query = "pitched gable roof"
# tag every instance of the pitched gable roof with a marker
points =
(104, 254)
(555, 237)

= = = = =

*Problem description*
Here, the records must be output exactly and in full.

*Answer below*
query = "pitched gable roof"
# tag every instance of the pitched gable roof with a marker
points =
(104, 254)
(555, 237)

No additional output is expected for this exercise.